Stored items from a collection
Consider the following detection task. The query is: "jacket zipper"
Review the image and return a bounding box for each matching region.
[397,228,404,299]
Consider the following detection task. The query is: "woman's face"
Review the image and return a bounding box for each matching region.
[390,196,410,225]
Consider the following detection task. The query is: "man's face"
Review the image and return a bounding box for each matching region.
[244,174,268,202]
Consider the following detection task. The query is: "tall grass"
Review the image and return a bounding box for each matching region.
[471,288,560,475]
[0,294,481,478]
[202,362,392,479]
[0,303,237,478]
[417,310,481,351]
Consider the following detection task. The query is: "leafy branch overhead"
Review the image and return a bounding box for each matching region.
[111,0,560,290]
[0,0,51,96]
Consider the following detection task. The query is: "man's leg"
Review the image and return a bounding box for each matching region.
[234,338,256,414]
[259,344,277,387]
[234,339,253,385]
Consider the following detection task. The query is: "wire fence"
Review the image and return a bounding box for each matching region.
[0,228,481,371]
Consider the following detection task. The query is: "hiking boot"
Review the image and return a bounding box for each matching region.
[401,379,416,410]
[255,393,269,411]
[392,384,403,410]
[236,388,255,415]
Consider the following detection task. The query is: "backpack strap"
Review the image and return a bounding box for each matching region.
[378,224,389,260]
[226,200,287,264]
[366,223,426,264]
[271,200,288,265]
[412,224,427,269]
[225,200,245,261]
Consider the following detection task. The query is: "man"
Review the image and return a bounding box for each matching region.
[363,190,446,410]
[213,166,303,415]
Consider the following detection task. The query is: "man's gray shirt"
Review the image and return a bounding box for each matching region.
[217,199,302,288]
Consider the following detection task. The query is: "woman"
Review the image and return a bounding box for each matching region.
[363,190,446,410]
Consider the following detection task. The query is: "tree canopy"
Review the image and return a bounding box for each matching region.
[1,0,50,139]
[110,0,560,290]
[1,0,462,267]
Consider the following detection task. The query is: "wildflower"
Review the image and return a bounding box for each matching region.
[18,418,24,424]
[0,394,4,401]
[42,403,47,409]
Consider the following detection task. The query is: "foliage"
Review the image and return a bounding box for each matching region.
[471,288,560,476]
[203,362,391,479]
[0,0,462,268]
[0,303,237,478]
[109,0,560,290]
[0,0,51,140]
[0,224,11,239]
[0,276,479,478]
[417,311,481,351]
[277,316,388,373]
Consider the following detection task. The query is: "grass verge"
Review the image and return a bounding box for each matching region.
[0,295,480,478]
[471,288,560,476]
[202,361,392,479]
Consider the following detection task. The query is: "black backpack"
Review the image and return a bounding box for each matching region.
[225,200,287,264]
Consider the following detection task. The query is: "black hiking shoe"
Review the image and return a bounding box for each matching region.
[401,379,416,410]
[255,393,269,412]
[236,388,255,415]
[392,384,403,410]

Work required: Return each entry without altering a single word.

Response to the exercise:
Consider the following detection task. The query is: "jacket zipper"
Review the image and return a bounding box for each matching region.
[397,228,404,299]
Consider the following detection task. The query is: "woman's face"
Review the image and return a bounding box for each matching region.
[390,196,410,225]
Consider the following detection task. The query is: "man's face"
Review the image and return a bounding box for each matching region.
[244,174,268,202]
Consider the following detection task. The query is: "tall grass"
Review the image and return a bounding box for each matching region.
[471,288,560,475]
[0,294,481,478]
[202,362,392,479]
[0,303,237,478]
[417,310,481,351]
Consider the following detection task. The query is: "leafy branch overhead"
Review the image and return a bounding box for each matching region.
[111,0,560,290]
[0,0,51,96]
Consider the following detection task. The query is: "man's leg"
Review the image and return a bounding box for each matching region.
[234,338,256,414]
[259,344,277,387]
[234,339,253,385]
Consider the following detection task. The query is: "wire fence"
Review the image and return a bounding box for each matching region.
[0,228,481,371]
Consider the following detection task. The query is: "hiking boot"
Review the image and return a bounding box for each matching region.
[401,379,416,410]
[255,393,269,411]
[392,384,403,410]
[236,388,255,415]
Consider the following detection task. The query is: "backpack strap"
Review the image and return a bounding box for each matching region.
[378,224,389,260]
[226,200,287,264]
[366,223,426,264]
[271,200,288,265]
[412,224,427,269]
[225,200,245,261]
Consider the following detection task. The query is: "man"
Review the image and return a bounding box for each matching region.
[363,190,446,410]
[213,166,303,415]
Consider the following detection task. The query is: "man's gray shirt"
Review the image and return a bounding box for each matching region.
[217,199,302,288]
Consider the following detection task. The query is: "woman"
Review the image and return a bounding box for each matching region.
[363,190,446,410]
Consider the following detection task. The query is: "tree canopy"
Review the image and return a bounding box for each matching region.
[1,0,50,139]
[110,0,560,290]
[1,0,462,267]
Consider the following detection task. The query is: "wildflower"
Review the image and return a bounding box for each matching region.
[18,418,24,424]
[0,394,4,401]
[42,403,47,409]
Consider the following detection task. The query is: "foliage"
Review the image and return a bounding box for each matching region.
[471,288,560,476]
[203,362,391,479]
[0,0,462,268]
[0,303,237,478]
[109,0,560,290]
[0,0,51,140]
[0,224,11,239]
[0,276,479,478]
[417,311,481,351]
[277,316,388,373]
Consider the following detection task. The query is: "grass verge"
Review the image and return a bounding box for each matching region.
[0,295,480,478]
[471,288,560,476]
[202,361,392,479]
Consider the following detection task. The query is: "black backpack"
Review the image and return a bounding box for each matching region.
[225,200,287,264]
Consider the following detection task. The query is: "black hiking shoe"
Review the image and return a bounding box for each matching region.
[401,379,416,410]
[255,393,269,412]
[236,388,255,415]
[392,384,403,410]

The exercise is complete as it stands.